Text under study
Start of Block

A Real Simple Best Book of the Year (So Far)
A vibrant and perceptive novel about a father´s plot to win back his children´s inheritance
Arthur Alter is in trouble. A middling professor at a Midwestern college, he can´t afford his mortgage, he´s exasperated his much-younger girlfriend, and his kids won´t speak to him. And then there´s the money--the small fortune his late wife, Francine, kept secret, which she bequeathed directly to his children.
Those children are Ethan, an anxious recluse living off his mother´s money on a choice plot of Brooklyn real estate, and Maggie, a would-be do-gooder trying to fashion herself a noble life of self-imposed poverty. On the verge of losing the family home, Arthur invites his children back to St. Louis under the guise of a reconciliation. But in doing so, he unwittingly unleashes a Pandora´s box of age-old resentments and long-buried memories--memories that orbit Francine, the matriarch whose life may hold the key to keeping them together.
Spanning New York, Paris, Boston, St. Louis, and a small desert outpost in Zimbabwe, The Altruists is a darkly funny (and ultimately tender) family saga that confronts the divide between baby boomers and their millennial offspring. It´s a novel about money, privilege, politics, campus culture, dating, talk therapy, rural sanitation, infidelity, kink, the American beer industry, and what it means to be a "good person."

End of Block

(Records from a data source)
Start of Block

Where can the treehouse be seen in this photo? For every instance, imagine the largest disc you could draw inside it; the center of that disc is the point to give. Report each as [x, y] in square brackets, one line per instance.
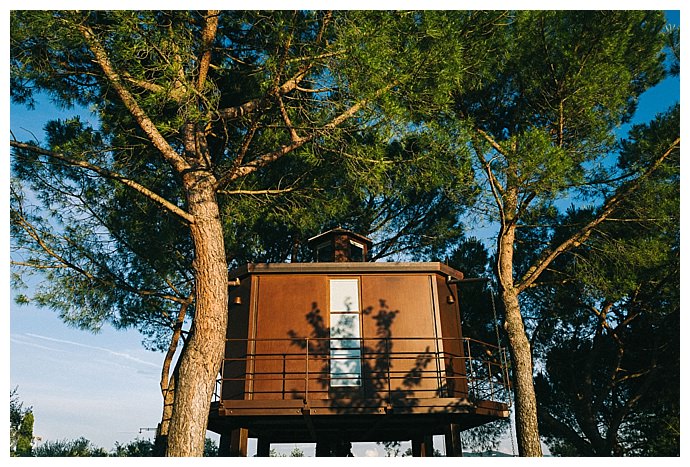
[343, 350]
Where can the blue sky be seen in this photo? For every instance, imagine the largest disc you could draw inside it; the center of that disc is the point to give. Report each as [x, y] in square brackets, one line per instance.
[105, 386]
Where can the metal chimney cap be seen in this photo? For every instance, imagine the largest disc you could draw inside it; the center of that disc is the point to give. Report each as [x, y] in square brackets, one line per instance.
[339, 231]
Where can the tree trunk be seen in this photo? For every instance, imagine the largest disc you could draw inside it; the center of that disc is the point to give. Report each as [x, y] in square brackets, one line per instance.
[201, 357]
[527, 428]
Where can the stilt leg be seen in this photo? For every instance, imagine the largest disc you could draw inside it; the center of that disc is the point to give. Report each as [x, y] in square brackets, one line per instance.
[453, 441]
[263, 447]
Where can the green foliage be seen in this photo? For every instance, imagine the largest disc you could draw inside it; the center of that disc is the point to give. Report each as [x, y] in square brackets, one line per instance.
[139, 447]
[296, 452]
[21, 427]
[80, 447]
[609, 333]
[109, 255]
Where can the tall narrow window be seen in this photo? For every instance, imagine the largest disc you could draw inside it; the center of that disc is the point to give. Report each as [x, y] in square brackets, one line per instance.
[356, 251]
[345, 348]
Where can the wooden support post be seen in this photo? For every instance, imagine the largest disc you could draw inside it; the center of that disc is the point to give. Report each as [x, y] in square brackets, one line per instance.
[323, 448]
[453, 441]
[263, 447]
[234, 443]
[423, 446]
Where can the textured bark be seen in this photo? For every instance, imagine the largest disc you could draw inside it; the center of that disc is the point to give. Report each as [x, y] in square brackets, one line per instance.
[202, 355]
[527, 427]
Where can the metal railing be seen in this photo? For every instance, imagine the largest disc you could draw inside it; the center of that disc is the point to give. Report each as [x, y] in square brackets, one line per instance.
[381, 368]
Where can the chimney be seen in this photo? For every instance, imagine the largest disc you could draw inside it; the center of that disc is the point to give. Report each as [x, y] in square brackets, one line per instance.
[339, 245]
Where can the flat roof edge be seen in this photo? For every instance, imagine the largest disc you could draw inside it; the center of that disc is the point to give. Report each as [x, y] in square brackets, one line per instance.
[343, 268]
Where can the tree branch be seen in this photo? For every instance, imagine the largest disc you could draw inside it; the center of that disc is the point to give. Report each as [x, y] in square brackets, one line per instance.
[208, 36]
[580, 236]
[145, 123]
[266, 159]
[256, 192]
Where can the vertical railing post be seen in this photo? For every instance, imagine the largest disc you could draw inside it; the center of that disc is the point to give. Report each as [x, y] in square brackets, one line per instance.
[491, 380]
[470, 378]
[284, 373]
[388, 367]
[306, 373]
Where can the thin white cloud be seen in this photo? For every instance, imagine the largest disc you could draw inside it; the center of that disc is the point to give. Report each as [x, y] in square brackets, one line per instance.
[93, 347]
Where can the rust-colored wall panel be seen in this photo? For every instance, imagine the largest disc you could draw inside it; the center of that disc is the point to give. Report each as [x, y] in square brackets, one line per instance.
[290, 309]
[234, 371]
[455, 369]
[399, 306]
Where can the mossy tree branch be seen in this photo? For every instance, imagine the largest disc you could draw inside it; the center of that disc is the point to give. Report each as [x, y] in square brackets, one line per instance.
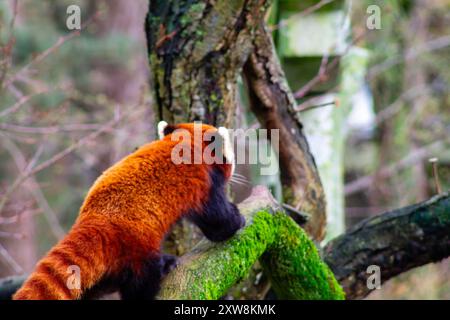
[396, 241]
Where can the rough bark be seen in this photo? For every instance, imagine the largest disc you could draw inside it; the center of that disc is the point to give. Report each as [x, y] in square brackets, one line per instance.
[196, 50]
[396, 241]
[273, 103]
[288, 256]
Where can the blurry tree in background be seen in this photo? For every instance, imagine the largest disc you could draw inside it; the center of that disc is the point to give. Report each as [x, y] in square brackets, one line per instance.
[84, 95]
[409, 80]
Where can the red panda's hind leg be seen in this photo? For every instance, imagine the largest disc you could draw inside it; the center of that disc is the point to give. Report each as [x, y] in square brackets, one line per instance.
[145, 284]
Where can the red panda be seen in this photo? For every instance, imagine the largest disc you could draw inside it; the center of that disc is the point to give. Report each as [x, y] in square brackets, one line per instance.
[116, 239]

End of Block

Required work
**a.** List every place the book description says the novel spans.
**b.** From the book description, return the passage starting at "A Real Simple" and ending at "to his children.".
**c.** Answer these questions using the book description:
(i) What is the name of Arthur's late wife?
(ii) Where does Ethan live?
(iii) To which city does Arthur invite his children back?
This material stands apart from the book description and has no connection to it.

Per-task outputs
**a.**
New York
Paris
Boston
St. Louis
a small desert outpost in Zimbabwe

**b.**
A Real Simple Best Book of the Year (So Far)
A vibrant and perceptive novel about a father´s plot to win back his children´s inheritance
Arthur Alter is in trouble. A middling professor at a Midwestern college, he can´t afford his mortgage, he´s exasperated his much-younger girlfriend, and his kids won´t speak to him. And then there´s the money--the small fortune his late wife, Francine, kept secret, which she bequeathed directly to his children.

**c.**
(i) Francine
(ii) On a choice plot of Brooklyn real estate
(iii) St. Louis